▶ [Aim]: Add 78 to every bounding-box coordinate in the answers, and write out again the lines of the listing below from the line with "the front wheel" to the line with "222 197 312 294", both included, with the request lines kept unchanged.

▶ [Excerpts from a detection dataset]:
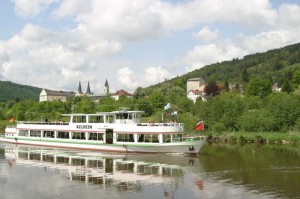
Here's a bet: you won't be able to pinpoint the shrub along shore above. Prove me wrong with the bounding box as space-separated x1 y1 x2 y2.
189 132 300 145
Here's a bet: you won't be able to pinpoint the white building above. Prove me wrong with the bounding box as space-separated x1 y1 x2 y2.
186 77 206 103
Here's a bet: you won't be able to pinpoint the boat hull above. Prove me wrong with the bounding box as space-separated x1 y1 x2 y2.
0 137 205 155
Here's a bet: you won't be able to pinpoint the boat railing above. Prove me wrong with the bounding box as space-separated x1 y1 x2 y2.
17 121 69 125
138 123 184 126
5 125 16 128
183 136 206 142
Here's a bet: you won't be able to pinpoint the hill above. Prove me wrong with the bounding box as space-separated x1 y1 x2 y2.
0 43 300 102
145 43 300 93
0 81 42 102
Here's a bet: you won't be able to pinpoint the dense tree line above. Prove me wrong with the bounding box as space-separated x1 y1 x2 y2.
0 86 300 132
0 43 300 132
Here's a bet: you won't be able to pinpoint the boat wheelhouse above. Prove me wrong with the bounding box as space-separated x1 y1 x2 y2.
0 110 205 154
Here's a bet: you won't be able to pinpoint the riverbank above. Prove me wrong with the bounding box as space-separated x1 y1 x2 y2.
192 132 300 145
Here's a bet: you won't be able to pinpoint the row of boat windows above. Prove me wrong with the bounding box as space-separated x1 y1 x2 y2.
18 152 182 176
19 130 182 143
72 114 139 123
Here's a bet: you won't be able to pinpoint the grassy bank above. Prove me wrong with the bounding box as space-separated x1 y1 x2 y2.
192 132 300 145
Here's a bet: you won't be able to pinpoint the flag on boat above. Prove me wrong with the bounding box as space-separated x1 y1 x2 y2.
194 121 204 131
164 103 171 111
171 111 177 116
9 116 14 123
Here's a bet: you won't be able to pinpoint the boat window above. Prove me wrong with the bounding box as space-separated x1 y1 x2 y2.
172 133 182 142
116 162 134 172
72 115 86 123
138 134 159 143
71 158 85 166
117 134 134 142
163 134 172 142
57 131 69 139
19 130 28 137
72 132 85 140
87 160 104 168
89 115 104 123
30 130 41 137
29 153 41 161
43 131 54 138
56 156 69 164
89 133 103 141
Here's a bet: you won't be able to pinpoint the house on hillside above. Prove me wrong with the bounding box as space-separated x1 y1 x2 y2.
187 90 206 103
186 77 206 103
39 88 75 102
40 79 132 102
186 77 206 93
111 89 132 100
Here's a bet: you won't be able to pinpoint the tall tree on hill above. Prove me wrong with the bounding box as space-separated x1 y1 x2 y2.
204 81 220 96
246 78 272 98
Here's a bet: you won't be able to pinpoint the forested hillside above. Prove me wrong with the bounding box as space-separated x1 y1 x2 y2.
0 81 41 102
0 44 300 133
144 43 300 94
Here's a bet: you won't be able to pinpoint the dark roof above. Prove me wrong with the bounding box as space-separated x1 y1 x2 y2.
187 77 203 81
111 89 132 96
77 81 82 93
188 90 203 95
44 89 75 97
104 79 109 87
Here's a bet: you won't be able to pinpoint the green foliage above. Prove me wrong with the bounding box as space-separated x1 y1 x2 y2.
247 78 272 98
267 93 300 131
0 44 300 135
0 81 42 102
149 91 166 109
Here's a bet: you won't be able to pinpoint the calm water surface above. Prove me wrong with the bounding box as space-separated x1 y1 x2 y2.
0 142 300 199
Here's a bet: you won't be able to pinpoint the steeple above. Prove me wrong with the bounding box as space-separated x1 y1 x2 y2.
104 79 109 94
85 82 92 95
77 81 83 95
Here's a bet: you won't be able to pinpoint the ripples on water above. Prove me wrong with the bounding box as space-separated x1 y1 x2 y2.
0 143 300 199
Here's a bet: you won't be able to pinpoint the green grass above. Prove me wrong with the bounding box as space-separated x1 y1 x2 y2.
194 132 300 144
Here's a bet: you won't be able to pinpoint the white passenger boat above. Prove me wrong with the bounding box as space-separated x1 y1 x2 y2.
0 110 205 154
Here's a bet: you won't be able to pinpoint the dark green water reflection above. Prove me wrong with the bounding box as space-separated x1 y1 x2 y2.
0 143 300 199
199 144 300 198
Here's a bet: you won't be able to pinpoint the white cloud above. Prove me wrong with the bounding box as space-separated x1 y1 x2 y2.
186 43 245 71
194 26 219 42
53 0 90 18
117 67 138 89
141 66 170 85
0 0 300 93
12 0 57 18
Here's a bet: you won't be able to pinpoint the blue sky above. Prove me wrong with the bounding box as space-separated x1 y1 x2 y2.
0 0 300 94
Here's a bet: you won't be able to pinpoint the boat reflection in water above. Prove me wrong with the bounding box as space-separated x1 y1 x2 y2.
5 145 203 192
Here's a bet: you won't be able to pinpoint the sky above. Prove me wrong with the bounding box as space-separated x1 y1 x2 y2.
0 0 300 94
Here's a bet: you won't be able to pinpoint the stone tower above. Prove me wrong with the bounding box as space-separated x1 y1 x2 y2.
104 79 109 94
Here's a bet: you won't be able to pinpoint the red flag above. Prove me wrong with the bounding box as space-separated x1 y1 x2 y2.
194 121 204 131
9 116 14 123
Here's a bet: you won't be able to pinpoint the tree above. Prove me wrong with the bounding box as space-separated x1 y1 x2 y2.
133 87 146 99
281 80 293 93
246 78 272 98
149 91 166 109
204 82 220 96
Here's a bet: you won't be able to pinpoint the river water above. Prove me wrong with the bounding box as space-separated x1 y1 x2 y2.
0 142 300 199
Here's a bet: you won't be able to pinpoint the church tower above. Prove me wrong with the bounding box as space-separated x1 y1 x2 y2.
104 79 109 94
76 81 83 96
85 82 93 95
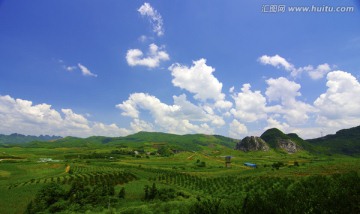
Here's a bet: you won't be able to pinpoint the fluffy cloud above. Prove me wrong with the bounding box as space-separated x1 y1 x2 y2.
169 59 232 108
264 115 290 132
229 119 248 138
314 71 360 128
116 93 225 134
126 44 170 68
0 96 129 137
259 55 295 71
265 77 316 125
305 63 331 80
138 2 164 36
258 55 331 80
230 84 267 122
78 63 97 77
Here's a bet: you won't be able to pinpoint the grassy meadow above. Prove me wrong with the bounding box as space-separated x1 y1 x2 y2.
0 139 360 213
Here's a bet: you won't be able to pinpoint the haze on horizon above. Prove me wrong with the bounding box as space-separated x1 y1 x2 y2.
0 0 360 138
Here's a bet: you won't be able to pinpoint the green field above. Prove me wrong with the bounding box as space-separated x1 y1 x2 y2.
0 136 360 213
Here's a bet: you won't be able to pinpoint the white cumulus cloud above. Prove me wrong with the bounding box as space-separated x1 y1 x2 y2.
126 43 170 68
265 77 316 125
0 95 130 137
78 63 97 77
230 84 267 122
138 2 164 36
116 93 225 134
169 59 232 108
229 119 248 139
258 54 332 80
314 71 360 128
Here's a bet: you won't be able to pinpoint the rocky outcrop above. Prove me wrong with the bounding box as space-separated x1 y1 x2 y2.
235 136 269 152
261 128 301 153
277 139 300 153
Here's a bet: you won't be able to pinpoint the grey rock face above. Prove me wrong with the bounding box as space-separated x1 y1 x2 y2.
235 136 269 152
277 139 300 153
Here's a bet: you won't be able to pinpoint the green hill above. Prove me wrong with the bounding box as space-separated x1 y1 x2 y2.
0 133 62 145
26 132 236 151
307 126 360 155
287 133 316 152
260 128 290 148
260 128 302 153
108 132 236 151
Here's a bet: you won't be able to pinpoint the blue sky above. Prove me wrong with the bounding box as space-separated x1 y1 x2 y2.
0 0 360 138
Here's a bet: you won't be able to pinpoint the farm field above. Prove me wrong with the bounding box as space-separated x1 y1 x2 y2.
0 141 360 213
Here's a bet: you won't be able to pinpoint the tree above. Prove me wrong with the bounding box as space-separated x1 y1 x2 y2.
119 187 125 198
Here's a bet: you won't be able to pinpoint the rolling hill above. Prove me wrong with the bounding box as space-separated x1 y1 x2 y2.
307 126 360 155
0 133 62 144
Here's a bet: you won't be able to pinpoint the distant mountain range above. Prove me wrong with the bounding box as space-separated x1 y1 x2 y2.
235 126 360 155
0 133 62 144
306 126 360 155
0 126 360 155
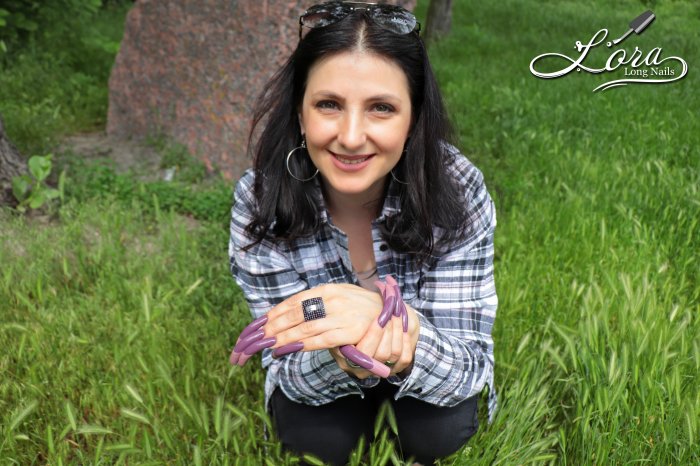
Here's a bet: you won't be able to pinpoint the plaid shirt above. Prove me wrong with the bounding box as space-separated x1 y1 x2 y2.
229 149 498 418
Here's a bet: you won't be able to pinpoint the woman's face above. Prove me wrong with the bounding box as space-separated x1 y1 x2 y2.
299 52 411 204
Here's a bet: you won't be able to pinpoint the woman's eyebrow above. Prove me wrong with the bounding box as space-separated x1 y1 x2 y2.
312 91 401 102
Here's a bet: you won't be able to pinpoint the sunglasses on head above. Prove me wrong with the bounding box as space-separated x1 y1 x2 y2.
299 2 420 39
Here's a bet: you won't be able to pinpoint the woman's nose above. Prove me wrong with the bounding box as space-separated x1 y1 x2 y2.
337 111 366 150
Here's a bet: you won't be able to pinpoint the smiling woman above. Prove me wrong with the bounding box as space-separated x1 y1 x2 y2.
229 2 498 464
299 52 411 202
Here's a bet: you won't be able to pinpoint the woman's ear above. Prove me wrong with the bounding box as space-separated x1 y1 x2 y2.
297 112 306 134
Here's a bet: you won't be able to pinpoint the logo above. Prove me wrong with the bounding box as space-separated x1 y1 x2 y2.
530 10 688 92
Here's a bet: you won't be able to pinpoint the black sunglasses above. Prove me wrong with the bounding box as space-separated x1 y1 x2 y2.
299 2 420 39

...

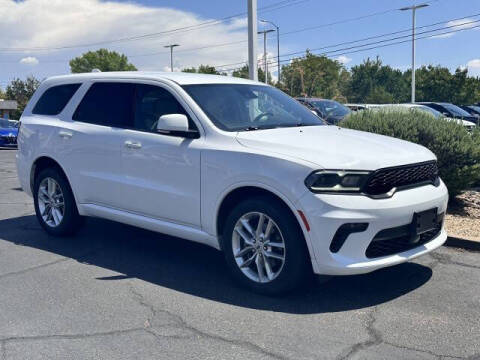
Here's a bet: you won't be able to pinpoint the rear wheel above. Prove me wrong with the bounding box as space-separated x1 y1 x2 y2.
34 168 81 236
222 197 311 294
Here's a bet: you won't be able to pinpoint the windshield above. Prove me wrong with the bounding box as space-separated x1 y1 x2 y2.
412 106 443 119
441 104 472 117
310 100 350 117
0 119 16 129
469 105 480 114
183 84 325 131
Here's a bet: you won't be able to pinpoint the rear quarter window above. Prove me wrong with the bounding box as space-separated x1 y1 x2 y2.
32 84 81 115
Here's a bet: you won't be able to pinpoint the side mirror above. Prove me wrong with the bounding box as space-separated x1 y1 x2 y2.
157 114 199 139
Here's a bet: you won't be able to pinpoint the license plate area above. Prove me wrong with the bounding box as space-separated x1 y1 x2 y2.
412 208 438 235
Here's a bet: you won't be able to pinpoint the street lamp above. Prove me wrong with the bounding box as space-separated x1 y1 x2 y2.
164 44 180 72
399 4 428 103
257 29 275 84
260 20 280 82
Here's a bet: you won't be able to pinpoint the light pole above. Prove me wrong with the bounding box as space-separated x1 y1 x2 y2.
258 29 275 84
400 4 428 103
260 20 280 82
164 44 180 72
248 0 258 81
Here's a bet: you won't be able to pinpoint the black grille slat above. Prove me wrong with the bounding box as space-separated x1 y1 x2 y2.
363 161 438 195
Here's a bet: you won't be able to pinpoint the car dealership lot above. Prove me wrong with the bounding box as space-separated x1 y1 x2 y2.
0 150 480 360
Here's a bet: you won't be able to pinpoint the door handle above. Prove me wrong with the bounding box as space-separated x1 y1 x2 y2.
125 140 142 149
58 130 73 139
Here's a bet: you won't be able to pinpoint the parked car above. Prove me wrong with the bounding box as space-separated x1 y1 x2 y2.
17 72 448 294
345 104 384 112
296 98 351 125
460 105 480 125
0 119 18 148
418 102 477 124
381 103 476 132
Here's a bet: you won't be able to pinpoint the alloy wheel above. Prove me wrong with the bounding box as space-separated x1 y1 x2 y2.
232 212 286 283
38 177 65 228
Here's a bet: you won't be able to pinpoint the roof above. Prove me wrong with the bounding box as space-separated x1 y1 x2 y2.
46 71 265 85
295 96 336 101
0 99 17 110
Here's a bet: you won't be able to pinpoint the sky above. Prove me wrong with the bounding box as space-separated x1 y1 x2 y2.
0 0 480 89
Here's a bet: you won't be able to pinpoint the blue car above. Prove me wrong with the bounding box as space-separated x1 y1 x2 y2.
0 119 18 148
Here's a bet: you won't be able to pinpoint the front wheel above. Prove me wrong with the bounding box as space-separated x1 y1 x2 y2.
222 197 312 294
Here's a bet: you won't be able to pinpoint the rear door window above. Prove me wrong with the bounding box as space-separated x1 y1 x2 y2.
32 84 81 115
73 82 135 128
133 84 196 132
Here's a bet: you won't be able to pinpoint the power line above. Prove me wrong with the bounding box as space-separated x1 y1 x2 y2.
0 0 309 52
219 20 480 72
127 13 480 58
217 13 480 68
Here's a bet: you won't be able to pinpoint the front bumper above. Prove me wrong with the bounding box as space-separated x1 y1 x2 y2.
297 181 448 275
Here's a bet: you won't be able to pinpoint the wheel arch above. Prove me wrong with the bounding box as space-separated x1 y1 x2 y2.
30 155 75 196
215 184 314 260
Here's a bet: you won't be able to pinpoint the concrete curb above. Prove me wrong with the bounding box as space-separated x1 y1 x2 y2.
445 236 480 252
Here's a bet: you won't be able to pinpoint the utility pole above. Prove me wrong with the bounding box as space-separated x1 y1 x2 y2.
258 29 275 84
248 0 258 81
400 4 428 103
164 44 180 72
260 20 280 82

▶ [Written response]:
Here's a bet: you won't be able to pinpoint the front wheel above. Prove me wrong with the bounding box as space-separated x1 y1 x2 y2.
300 275 390 372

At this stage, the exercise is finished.